Exercise description: Please convert the lines from the line with "target: dirt road" up to and including the line with "M 19 101 L 1" into a two-column CSV with headers input and output. Put the text before the path data in the input field and the path data in the output field, quoting each field and replacing line breaks with spaces.

Dataset extract:
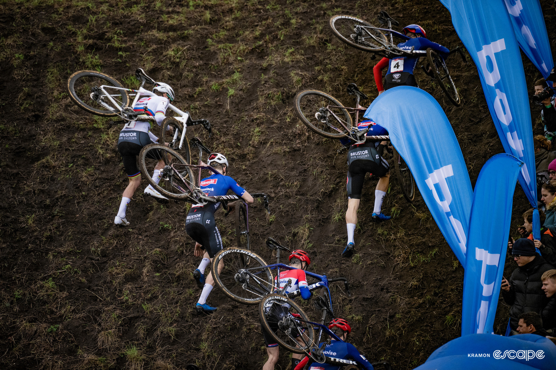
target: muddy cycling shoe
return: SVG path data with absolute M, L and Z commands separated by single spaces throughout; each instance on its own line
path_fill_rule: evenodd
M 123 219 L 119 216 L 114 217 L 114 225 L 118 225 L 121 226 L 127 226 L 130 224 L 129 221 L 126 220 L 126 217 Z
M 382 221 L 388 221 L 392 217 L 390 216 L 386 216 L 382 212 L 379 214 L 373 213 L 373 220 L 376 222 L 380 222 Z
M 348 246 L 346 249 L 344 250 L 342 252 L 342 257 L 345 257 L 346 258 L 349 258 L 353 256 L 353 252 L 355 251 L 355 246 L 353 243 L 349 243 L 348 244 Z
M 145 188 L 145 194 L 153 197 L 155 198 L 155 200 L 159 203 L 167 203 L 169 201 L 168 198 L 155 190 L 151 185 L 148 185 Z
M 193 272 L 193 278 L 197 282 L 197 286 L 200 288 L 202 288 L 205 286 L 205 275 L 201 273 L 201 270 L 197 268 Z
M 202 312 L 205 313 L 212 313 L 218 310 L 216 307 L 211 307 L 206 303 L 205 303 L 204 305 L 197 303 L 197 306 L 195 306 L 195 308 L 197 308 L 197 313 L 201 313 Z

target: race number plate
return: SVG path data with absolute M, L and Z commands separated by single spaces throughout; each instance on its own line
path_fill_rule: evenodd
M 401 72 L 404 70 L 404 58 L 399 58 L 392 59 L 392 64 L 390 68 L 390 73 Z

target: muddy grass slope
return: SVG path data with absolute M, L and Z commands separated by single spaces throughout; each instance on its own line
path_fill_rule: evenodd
* * *
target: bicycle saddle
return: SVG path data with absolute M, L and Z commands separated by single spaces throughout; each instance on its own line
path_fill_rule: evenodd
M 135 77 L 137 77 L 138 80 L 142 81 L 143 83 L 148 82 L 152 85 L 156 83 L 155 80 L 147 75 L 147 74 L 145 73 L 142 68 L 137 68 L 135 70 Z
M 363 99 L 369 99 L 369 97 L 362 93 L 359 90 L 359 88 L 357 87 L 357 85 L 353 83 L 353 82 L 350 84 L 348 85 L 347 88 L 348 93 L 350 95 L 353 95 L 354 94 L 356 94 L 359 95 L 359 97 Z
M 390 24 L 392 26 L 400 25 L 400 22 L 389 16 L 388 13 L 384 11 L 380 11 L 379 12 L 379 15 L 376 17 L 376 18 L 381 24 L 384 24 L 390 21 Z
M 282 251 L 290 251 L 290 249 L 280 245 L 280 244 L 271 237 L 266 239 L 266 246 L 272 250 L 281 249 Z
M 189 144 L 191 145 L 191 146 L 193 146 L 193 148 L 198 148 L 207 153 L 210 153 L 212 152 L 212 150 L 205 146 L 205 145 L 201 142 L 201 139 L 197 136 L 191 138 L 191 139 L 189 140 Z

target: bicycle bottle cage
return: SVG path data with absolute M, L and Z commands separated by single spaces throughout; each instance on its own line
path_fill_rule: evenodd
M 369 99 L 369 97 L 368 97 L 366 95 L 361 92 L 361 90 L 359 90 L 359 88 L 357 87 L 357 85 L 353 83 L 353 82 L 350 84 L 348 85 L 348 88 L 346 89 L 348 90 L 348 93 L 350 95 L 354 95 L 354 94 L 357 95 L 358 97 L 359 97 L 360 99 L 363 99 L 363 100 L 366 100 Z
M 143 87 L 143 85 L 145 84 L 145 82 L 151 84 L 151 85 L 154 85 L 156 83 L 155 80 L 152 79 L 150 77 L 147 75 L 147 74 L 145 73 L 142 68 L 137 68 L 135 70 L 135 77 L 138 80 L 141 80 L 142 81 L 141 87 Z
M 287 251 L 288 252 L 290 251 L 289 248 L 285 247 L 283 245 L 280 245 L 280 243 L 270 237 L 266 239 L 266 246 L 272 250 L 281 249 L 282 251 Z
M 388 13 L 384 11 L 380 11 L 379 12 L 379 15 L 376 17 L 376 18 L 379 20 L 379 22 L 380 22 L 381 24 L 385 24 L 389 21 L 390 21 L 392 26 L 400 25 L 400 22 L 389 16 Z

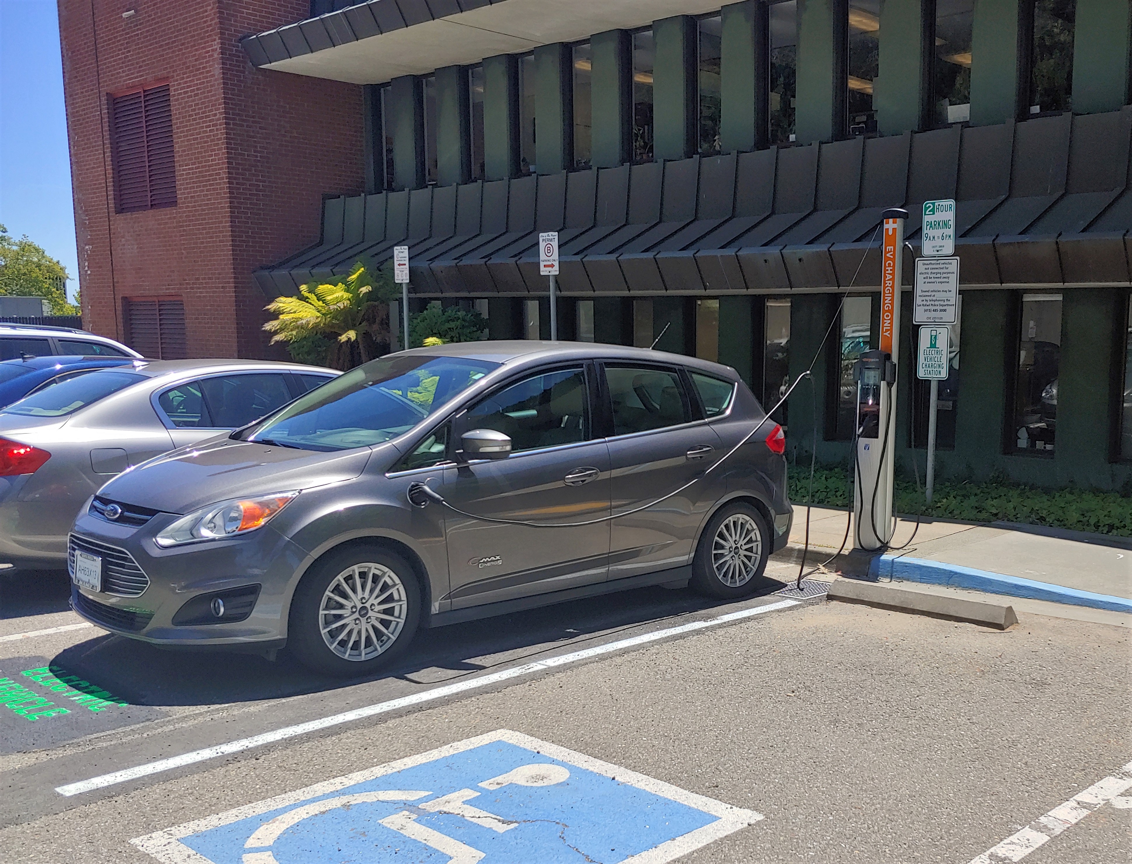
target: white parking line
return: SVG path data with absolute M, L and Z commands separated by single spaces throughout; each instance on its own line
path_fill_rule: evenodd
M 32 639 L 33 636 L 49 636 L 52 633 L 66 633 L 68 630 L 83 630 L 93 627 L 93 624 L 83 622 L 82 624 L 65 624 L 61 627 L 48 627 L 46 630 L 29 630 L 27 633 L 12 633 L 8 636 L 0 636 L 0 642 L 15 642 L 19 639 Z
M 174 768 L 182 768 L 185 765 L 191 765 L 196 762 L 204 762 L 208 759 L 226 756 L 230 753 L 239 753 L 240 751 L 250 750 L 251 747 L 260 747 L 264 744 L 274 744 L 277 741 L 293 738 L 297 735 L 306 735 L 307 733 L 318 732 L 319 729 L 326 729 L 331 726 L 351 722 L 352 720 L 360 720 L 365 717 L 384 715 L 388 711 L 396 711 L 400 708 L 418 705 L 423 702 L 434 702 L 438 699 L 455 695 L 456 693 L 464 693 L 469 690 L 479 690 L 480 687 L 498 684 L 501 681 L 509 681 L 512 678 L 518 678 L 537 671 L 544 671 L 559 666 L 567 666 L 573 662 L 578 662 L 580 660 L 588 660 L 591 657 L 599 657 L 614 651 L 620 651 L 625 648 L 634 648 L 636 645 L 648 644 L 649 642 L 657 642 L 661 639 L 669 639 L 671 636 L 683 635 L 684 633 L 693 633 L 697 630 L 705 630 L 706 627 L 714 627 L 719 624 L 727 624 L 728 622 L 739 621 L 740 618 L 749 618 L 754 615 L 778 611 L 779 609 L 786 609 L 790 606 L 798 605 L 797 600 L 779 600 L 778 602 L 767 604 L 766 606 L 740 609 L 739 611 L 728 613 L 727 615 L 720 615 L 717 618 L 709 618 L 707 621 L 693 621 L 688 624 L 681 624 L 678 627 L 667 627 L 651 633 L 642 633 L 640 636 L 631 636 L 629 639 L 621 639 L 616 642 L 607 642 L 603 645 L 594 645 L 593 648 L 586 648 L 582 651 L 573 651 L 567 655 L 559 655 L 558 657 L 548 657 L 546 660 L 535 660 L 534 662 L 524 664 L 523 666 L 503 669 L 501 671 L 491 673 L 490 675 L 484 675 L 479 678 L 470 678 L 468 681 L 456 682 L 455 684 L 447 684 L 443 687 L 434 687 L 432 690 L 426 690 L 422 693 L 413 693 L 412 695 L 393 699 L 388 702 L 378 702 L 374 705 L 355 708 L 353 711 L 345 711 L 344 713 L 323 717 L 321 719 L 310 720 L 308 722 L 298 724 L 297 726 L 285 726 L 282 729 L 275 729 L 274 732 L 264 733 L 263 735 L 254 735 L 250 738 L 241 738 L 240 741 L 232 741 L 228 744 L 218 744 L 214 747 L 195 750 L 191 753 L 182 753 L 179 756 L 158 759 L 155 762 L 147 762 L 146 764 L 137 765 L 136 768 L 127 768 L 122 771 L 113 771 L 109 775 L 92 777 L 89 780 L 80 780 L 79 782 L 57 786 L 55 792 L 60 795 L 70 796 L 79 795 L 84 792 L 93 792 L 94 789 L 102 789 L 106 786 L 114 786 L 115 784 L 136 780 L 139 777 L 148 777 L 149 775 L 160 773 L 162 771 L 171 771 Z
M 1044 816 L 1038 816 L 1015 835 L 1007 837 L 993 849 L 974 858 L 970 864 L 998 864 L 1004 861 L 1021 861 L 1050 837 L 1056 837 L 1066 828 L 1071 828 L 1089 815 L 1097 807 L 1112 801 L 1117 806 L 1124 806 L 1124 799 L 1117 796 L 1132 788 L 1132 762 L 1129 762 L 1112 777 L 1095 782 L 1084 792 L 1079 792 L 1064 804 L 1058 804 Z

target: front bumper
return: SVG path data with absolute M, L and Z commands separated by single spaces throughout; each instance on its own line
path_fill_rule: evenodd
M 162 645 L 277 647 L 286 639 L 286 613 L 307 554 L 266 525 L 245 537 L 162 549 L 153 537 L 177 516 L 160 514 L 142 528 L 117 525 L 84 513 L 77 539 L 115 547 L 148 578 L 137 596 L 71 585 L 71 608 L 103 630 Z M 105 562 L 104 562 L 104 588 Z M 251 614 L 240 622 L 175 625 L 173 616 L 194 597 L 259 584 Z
==
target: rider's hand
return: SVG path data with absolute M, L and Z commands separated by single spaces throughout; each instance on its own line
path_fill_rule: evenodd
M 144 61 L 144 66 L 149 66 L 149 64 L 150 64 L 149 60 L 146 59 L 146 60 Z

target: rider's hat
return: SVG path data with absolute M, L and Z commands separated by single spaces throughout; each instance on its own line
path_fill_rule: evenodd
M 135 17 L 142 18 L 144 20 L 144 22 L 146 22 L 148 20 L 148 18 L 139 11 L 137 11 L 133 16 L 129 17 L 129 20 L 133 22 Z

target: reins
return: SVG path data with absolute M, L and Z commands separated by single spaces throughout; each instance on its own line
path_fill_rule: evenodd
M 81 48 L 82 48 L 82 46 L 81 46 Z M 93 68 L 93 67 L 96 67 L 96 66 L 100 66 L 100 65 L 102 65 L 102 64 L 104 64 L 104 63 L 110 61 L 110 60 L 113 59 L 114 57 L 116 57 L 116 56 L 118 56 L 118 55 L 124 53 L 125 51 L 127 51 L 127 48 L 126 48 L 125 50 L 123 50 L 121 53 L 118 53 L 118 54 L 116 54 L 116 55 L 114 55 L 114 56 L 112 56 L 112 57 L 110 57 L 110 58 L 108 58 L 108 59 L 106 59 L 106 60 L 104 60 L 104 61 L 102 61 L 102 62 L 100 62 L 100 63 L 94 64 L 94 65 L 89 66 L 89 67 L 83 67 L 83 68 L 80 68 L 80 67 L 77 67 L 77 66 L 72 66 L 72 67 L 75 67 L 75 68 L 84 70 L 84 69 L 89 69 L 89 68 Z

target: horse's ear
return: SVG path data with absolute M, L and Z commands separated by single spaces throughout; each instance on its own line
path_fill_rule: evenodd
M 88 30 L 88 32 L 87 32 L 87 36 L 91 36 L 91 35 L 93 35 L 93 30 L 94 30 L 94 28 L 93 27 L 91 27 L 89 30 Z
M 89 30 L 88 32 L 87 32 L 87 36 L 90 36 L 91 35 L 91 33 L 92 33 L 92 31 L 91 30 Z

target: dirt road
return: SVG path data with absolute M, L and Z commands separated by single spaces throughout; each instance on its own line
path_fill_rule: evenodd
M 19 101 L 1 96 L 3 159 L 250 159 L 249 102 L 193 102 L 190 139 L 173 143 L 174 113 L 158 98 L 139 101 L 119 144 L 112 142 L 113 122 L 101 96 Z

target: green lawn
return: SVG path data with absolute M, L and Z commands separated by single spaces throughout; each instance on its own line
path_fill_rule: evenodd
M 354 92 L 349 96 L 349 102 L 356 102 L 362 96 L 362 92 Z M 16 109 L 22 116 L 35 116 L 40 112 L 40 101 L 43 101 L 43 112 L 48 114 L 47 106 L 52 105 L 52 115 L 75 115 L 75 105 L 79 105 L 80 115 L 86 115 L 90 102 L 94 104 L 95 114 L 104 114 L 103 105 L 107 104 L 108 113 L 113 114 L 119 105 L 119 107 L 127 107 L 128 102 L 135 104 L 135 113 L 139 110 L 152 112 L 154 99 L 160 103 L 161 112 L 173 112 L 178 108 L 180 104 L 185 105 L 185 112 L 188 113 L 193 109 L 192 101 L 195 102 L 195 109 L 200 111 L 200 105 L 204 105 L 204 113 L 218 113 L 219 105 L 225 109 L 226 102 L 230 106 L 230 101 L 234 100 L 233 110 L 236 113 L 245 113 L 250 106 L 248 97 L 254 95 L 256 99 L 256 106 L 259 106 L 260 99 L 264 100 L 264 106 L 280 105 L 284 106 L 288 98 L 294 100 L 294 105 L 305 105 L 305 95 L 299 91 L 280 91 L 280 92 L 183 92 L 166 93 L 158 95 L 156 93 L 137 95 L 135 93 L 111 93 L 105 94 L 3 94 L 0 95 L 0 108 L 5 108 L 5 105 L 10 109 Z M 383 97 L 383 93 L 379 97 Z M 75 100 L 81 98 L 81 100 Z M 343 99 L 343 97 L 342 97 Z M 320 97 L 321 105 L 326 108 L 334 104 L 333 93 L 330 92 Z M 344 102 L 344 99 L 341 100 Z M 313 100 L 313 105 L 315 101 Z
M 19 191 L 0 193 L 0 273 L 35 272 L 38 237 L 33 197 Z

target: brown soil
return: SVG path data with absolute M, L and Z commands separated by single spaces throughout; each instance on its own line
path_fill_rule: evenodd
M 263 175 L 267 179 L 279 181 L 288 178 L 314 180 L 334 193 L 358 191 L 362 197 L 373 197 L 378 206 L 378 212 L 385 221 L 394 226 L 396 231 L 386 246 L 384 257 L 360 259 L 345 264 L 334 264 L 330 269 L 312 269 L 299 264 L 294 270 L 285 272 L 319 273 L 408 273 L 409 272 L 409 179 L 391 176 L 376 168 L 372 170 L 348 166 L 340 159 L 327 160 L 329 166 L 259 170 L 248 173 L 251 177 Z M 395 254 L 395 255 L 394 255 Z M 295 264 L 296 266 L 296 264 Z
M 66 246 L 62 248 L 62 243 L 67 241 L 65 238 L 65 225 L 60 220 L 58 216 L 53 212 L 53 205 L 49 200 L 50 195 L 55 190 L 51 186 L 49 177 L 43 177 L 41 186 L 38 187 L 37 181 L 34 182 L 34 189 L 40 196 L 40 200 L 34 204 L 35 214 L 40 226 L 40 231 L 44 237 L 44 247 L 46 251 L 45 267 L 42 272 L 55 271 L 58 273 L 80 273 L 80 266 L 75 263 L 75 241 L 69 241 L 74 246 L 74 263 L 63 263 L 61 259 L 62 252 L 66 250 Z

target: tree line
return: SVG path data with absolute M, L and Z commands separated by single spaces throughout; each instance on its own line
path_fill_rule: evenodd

Solution:
input,output
"target: dirt road return: SVG path data with absolute M, L and Z commands separated by single spaces throughout; each instance on its own line path_fill_rule: evenodd","M 19 101 L 1 96 L 3 159 L 250 159 L 249 102 L 193 102 L 190 139 L 173 143 L 174 113 L 158 98 L 139 101 L 119 144 L 112 142 L 113 122 L 101 96 Z"